What to work on » In the listing, rewrite the lines from the one with "Point to the topiary" through the end of the listing, replacing "gothic arched window" with "lancet window" and leaving everything else unchanged.

Object position labeling entries »
::::::::::

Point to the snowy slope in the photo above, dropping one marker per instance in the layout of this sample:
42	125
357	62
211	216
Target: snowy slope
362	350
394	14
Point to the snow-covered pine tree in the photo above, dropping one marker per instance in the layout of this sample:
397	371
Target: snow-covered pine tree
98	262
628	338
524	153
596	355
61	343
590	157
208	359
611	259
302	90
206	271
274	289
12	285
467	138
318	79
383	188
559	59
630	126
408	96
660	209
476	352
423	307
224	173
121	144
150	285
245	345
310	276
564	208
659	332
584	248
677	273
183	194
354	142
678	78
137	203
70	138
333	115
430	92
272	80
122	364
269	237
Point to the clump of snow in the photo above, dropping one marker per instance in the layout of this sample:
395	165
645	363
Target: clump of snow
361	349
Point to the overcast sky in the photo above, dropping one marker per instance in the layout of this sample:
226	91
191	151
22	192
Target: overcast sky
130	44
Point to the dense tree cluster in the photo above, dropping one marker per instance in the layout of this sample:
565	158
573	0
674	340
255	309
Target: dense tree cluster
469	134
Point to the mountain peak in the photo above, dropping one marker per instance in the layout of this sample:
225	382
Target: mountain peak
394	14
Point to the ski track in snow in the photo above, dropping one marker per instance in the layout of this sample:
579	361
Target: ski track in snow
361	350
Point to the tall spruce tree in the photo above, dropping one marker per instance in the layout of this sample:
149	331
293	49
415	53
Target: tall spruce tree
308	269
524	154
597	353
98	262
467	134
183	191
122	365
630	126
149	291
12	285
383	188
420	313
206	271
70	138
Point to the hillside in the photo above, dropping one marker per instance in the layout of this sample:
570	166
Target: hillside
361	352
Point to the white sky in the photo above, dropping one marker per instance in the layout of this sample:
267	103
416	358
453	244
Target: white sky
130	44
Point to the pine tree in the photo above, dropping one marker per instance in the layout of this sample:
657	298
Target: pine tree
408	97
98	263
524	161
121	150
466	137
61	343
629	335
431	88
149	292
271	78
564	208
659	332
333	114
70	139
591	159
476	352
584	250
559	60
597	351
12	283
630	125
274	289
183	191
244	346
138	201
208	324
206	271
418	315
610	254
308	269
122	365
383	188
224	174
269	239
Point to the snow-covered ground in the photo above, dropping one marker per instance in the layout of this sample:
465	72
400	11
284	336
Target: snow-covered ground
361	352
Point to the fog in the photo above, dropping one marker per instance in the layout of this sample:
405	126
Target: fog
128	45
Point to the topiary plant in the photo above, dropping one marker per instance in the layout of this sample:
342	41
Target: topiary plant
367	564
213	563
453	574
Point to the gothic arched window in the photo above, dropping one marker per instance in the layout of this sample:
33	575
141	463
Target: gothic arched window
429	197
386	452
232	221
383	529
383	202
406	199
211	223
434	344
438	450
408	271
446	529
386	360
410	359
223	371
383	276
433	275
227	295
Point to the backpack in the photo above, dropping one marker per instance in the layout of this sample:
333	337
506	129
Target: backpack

::::::::::

Full response »
Point to the topiary plant in the photo above, dropping one marker per instance in the layout of this sample:
342	41
Target: topiary plant
367	564
213	563
453	574
Point to the lancet window in the photo above, dropping one marker per instance in the layout of this sample:
33	575
141	463
Target: lancet window
429	197
386	452
232	221
383	529
383	202
406	199
211	223
434	344
438	450
408	271
446	529
386	360
410	359
223	371
383	276
433	275
227	295
Point to the backpack in the photo above, dropping one marker per instance in the layout of this sample:
333	337
506	129
Target: backpack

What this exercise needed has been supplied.